Stated task -
Copy the lines of the material between the one holding "the tall tower" and the one holding "Target: sky", inclusive, swapping "sky" for "horizon" and leaving all else unchanged.

━━━━━━━━

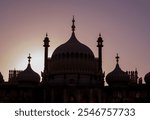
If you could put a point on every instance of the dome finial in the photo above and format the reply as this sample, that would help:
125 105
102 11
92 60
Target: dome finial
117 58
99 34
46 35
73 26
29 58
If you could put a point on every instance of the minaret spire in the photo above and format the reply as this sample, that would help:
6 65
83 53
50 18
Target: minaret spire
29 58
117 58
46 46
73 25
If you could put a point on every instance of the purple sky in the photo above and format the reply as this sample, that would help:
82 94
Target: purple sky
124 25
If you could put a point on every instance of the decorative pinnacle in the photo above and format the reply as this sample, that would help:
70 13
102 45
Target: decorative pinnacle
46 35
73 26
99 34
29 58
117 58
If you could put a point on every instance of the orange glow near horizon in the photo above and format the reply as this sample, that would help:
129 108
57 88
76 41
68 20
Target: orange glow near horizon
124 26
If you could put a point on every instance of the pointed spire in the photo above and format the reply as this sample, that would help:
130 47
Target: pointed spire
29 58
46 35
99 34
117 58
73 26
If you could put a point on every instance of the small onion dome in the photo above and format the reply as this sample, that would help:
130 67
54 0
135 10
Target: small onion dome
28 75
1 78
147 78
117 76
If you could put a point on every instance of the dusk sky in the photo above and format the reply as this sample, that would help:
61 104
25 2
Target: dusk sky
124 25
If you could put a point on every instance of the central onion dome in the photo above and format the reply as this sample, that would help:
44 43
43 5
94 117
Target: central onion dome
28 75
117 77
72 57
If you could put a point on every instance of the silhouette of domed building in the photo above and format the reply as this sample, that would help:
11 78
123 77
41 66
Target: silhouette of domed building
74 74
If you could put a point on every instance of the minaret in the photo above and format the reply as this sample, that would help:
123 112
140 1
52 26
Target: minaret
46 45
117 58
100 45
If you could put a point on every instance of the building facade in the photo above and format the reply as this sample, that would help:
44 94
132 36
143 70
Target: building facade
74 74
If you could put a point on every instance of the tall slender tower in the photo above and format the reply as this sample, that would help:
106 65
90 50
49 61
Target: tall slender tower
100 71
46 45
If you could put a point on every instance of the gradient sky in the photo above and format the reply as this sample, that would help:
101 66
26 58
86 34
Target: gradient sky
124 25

━━━━━━━━

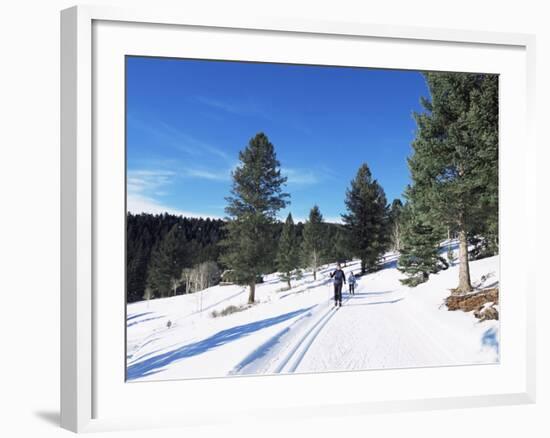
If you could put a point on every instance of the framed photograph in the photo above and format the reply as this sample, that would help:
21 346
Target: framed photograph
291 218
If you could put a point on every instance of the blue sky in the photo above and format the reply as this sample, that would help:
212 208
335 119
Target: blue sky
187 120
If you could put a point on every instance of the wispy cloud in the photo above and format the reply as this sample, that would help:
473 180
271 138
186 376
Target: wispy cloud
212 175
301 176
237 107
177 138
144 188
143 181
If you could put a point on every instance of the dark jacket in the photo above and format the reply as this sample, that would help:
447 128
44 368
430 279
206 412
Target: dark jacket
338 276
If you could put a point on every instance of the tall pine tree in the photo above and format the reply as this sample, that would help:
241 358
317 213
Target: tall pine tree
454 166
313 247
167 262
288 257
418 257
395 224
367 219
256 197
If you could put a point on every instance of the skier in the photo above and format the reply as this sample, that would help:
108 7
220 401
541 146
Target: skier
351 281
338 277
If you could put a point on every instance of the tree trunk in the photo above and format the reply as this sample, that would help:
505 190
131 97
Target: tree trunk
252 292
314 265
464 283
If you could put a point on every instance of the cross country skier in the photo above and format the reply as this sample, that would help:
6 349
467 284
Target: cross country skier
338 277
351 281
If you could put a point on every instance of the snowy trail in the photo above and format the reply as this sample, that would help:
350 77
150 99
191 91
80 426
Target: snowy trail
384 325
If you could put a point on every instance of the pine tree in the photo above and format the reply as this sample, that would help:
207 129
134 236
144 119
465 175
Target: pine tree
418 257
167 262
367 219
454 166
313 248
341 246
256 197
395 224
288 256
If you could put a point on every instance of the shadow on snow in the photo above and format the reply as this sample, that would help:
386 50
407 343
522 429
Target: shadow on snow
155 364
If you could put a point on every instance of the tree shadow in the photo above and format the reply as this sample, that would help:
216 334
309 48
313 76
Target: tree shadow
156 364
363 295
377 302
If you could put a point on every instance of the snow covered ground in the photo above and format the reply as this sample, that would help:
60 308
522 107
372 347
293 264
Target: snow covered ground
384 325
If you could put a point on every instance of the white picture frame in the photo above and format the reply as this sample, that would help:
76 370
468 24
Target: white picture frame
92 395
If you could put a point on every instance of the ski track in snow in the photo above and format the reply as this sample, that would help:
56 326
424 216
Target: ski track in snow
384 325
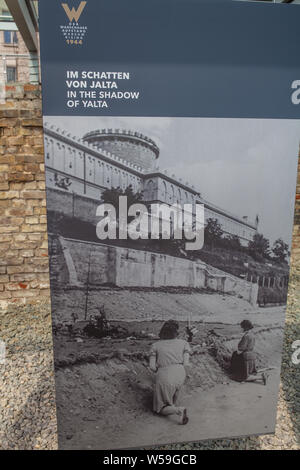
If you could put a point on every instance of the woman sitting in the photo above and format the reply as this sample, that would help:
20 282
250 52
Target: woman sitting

━━━━━━━━

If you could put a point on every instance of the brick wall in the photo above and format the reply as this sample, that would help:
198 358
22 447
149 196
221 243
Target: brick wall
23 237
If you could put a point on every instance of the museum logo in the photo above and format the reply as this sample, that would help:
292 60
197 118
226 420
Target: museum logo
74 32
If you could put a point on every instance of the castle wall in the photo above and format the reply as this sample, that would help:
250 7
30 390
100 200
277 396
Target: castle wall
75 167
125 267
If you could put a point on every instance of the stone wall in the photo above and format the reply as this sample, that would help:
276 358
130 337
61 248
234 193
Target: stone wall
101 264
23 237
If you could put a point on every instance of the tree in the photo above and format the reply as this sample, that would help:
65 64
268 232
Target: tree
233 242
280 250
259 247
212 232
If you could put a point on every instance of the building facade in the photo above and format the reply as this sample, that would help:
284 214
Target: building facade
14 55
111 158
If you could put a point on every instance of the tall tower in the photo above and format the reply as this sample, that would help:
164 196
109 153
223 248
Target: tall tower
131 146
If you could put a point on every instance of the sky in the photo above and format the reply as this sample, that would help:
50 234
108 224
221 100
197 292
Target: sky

━━━━━━━━

Response -
If you could put a point on every instance of the tall tower in the photo above and format the reply as this sample, that would help:
164 196
109 153
223 248
Target: tall tower
131 146
If you could put a point on every instance of the horizon in the photo above and format the reply as this sample, that would help:
50 234
108 224
221 100
197 292
Target: horizon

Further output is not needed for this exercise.